_Seção de texto_.
A UFRGS chega a cogitar não ter aulas presenciais em 2021, como anunciou a Universidade Federal de Santa Catarina (UFSC)?
É por isso que a gente faz a suspensão mês a mês. O panorama da pandemia muda muito de semana a semana. E temos uma expectativa de que a pandemia vai arrefecer a partir de agosto, setembro. A ponto de que, a partir dali, seja muito provável a gente ter atividades controladas. Então por que se precipitar e dizer: "nós não vamos ter atividades presenciais neste semestre"? Se daqui a pouco a pandemia diminuir de intensidade e isso for possível de fazer?
Se lá em setembro, outubro, as aulas práticas puderem ser retomadas, coisa boa. Porque eles (alunos e professores) vão poder encerrar esse semestre ainda no segundo semestre. E aí não atrasamos a vida de ninguém. Mais do que a pandemia já exigiu que a gente atrasasse.

[Itens de um conjunto de dados]
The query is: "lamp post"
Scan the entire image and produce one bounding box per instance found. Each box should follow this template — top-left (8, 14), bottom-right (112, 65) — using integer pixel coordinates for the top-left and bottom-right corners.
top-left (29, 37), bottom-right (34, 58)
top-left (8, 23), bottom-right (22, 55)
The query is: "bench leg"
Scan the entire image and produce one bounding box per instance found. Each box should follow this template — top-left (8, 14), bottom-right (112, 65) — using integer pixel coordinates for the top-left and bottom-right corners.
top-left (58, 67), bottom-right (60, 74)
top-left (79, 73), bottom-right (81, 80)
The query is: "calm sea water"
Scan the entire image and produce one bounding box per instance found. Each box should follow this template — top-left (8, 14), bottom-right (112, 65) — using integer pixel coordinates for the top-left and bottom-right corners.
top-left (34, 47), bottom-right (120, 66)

_Tarefas_.
A. Liste todos os meses do ano citados no texto sobre as aulas na UFRGS, sem repetir nenhum.
B. Reescreva o texto sobre as aulas na UFRGS de "É por isso que" a "possível de fazer?", trocando cada ocorrência de "pandemia" por "epidemia".

_Respostas por tarefa_.
A. agosto, setembro, outubro

B.
É por isso que a gente faz a suspensão mês a mês. O panorama da epidemia muda muito de semana a semana. E temos uma expectativa de que a epidemia vai arrefecer a partir de agosto, setembro. A ponto de que, a partir dali, seja muito provável a gente ter atividades controladas. Então por que se precipitar e dizer: "nós não vamos ter atividades presenciais neste semestre"? Se daqui a pouco a epidemia diminuir de intensidade e isso for possível de fazer?